==== Supplied information

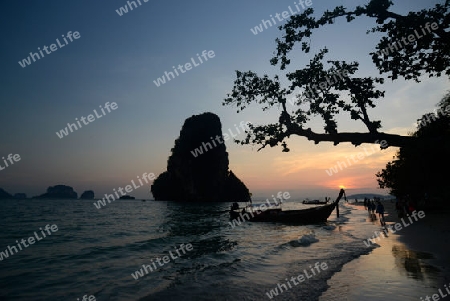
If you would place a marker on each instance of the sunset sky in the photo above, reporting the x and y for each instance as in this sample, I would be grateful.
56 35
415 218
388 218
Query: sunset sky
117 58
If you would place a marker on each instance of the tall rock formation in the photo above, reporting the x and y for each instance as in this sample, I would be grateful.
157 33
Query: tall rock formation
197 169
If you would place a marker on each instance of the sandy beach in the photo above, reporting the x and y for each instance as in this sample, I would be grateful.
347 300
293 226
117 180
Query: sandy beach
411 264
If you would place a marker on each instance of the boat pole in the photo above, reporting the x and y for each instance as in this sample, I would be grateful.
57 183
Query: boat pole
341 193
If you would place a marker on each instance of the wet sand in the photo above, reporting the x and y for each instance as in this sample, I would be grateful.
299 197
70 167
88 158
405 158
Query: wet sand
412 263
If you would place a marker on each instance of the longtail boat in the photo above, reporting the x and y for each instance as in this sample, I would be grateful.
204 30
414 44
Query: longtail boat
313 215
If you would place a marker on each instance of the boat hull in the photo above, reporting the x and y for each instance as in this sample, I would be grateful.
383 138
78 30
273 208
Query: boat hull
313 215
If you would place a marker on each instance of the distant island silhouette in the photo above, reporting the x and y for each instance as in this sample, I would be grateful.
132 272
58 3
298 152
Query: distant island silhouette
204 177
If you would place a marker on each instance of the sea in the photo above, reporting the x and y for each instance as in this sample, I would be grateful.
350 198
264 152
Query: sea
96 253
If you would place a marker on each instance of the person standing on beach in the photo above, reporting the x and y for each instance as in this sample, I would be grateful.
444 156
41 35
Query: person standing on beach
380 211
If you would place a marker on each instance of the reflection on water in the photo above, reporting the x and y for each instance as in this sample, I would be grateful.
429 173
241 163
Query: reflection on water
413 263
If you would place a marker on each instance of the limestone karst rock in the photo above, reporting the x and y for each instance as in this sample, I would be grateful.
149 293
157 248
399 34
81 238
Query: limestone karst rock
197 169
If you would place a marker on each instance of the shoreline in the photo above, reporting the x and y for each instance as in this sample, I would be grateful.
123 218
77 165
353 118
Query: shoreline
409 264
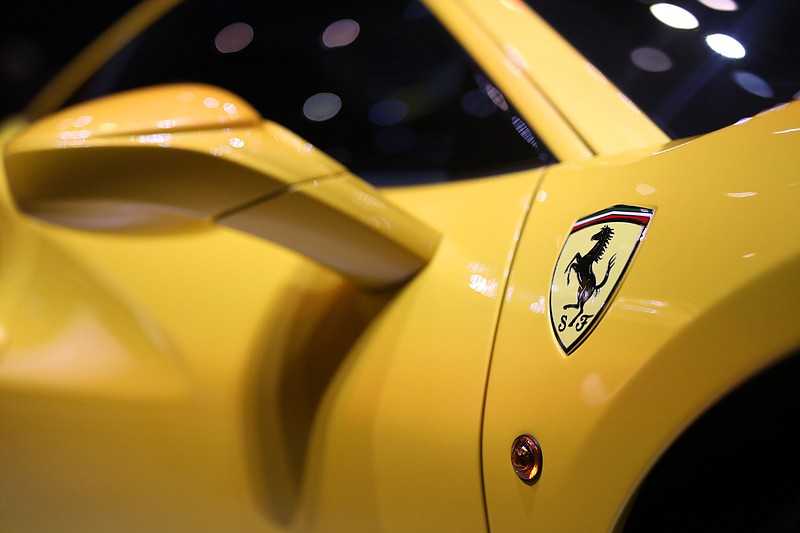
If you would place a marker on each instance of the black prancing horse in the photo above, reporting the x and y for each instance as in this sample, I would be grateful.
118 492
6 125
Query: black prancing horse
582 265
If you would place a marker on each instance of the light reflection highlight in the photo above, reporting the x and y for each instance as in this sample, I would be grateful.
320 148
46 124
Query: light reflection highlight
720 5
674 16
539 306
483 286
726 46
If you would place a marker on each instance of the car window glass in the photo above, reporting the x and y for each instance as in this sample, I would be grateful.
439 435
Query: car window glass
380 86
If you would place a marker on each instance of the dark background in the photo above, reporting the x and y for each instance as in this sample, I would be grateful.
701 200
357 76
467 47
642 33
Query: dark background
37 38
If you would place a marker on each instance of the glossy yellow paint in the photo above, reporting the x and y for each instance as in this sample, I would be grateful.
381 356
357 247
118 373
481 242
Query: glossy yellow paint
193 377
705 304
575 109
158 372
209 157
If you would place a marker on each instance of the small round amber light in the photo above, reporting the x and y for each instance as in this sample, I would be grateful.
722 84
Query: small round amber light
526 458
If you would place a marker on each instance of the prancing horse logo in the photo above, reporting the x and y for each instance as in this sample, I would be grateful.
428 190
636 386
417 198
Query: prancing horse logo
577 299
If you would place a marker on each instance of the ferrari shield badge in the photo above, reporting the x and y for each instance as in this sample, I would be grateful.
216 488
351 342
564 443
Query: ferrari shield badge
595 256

========

| Description of the task |
Convert the records into a JSON list of strings, one string per line, with blank lines omitted. Leave the pictures out of the list.

| Task answer |
[
  "If you would place a marker on each instance of the sunset sky in the photo above, reporting the x and y for each instance as in this sample, I would be grateful.",
  "56 35",
  "415 218",
  "388 218",
  "Query: sunset sky",
  "117 58",
  "If you would place a marker on each instance of the tall rock formation in the photo above, reporting the x and y for each instance as in this sample, I would be grateful.",
  "157 33",
  "Query: tall rock formation",
  "197 169",
  "If you would place a marker on each instance of the sandy beach in the photo above, reporting the x and y for each instance as in this sample, I would be grateful.",
  "347 300",
  "293 226",
  "117 180",
  "Query: sandy beach",
  "411 264",
  "If you would place a marker on each instance of the boat pole in the photo above, reporting the x and y for each instance as in this sample, I would be grateful.",
  "57 183",
  "Query: boat pole",
  "341 193",
  "If you would place a marker on each instance of the wet sand in the photo above, reporting the x and y for each instance as in this sample, I would be grateful.",
  "299 197",
  "70 167",
  "88 158",
  "405 158",
  "Query: wet sand",
  "412 263",
  "If you would place a marker on each instance of the longtail boat in the photo above, reporting the x and y for each instance as in this sample, I would be grateful.",
  "204 30",
  "414 44",
  "Query: longtail boat",
  "313 215",
  "If you would place a marker on each instance of the boat hull in the photo above, reporting the x and y for each instance as in this sample, I would be grateful.",
  "383 138",
  "78 30",
  "273 208",
  "Query: boat hull",
  "313 215",
  "If you would place a marker on each instance of the distant island silhouette in the photo above, reporting the x and y for each instance as in this sample, I would be grateful.",
  "132 272",
  "58 3",
  "298 152",
  "Query: distant island silhouette",
  "204 177",
  "If you would place a marker on each instance of the sea in the photo above, reporting the x and y for each instance as in this sample, I would be grateful.",
  "350 198",
  "264 152",
  "Query: sea",
  "96 253",
  "If you would place a marker on each instance of the person standing on beach in the photo above, reporting the x and y for each instance as in this sample, I would be grateful.",
  "444 156",
  "41 35",
  "Query: person standing on beach",
  "380 211",
  "If you would place a marker on each instance of the reflection on water in the photo above, reporting the x and y for each instance as in this sample, I would be grateful.",
  "429 173",
  "241 163",
  "Query: reflection on water",
  "413 263",
  "If you would place a marker on each instance of the limestone karst rock in the photo above, reporting the x and y for each instance as in this sample, I would be grateful.",
  "149 293",
  "157 248",
  "399 34",
  "81 238",
  "Query: limestone karst rock",
  "197 169",
  "If you would place a marker on each instance of the shoreline in the photo above, reporting the x and y for each instance as in this sample, I would be grateful.",
  "123 218",
  "77 165",
  "353 118",
  "Query: shoreline",
  "409 264",
  "If you would place a marker on each instance of the black prancing horse in the photo above, reporting the x and y for each instance as in this sample, I would be grateful.",
  "118 492",
  "6 125",
  "Query: black prancing horse",
  "582 265",
  "If you would place a marker on each instance of the light reflection highlight in the photo above, reporting the x and y for each instance as in this sample, I would be grateful.",
  "320 148",
  "46 124",
  "Query: light reflection highlight",
  "720 5",
  "674 16",
  "539 306",
  "483 286",
  "726 46",
  "If you would place a marker on each instance of the car window glass in the photo above, reporting the x and y for each instance as in this sample, I would be grateful.",
  "439 435",
  "Query: car window glass",
  "380 86",
  "If you would place a marker on each instance of the dark background in the photo above, reporting the x and y for each instance as in this sample, I would be grateful.",
  "701 200",
  "357 76",
  "467 47",
  "642 33",
  "Query: dark background",
  "37 38",
  "If you would place a marker on each instance of the glossy yellow paint in the photo above, reporting the x and y for each instance as in this sample, I would be grateful.",
  "381 356",
  "357 247",
  "118 373",
  "481 242",
  "Query: glossy yellow paint",
  "193 377",
  "705 304",
  "575 109",
  "158 372",
  "209 157",
  "If you would place a marker on each instance of the small round amber light in the photo above, reporting the x and y for each instance as in this sample, I would be grateful.",
  "722 84",
  "Query: small round amber light",
  "526 458",
  "If you would place a marker on each instance of the prancing horse logo in the photo above, reporting the x and y for each instance as in this sample, I would be grateful.",
  "428 190",
  "636 386",
  "417 198",
  "Query: prancing horse logo",
  "577 299",
  "If you would place a marker on each instance of the ferrari shield badge in the photo above, reporting the x and y for each instance as in this sample, I would be grateful.",
  "216 488",
  "351 342",
  "564 443",
  "Query: ferrari shield badge",
  "595 256"
]